*Tareas a realizar:*
1. Responde estas preguntas sobre el texto acerca de la seguridad y la libertad en la pandemia:
(a) ¿Cómo se suele definir la relación entre la seguridad y la libertad?
(b) ¿De qué fecha eran las manifestaciones que aparecen en las fotografías mencionadas?
(c) ¿Qué desafío se señala como crucial?
2. Prolonga con un párrafo el texto sobre la seguridad y la libertad en la pandemia, a partir de su última oración.

*Fragmento de página:*
________________________________________
En medio de la batahola de información –y de bulos- que estremece la actualidad, debe quedar un margen, siquiera exiguo, para la reflexión. La epidemia global que hoy sufrimos ha puesto de relieve numerosos desafíos que habrá que afrontar. Muchos de ellos son conocidos. Yo quiero elegir uno, que considero crucial: el que implica resolver la ecuación que relaciona la seguridad y la libertad en medio de un trance pandémico de la envergadura del que ahora afrontamos.
Solemos definir tal relación como inversamente proporcional; es decir, cuanto mayor sea la libertad, pensamos que menor será la seguridad y viceversa: a más seguridad, menos libertad. Por ello, cuando much@s de nosotr@s hemos contemplado ahora las fotografías de las recientes manifestaciones del 8 de Marzo, con centenares de miles de mujeres en las calles reivindicando sus derechos -que son los de tod@s-, la reacción inmediata suele ser por inercia la de llevarnos las manos a la cabeza y decirnos a nosotr@s mism@s: ¡qué imprudencia! ¡¿Cómo no nos percatamos del peligro que corríamos?!
________________________________________
*Material proporcionado:*
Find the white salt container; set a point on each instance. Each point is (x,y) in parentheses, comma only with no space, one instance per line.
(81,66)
________________________________________
*Los resultados:*
1.
(a) Como inversamente proporcional: a más libertad, menos seguridad, y a más seguridad, menos libertad.
(b) Del 8 de marzo.
(c) Resolver la ecuación que relaciona la seguridad y la libertad en medio de un trance pandémico como el actual.

2.
Permítanme remontarme a un episodio que examina periódicamente el estado de opinión mundial sobre los valores sociales vigentes. El sociólogo estadounidense Ronald Ingelhart (Milwaukee, 1934), desde la Universidad de Michigan, estudió la dinámica observada en el universo axiológico-valorativo de sociedades industriales avanzadas y post-industriales. El científico social estadounidense demostró, sobre fundadas bases empíricas, que a cada forma de organización de la vida social corresponde una configuración de valores propios. Y que tal configuración coincide, grosso modo, con el tono o el sesgo, benéfico o adverso, que adquieren los tiempos. Versión claramente relacionada con la determinación de la infraestructura material sobre la superestructura ideológica, ya teorizada un siglo atrás por Karl Marx, aunque tal influencia acostumbra ser difícilmente admitida por el timorato mundo académico norteamericano.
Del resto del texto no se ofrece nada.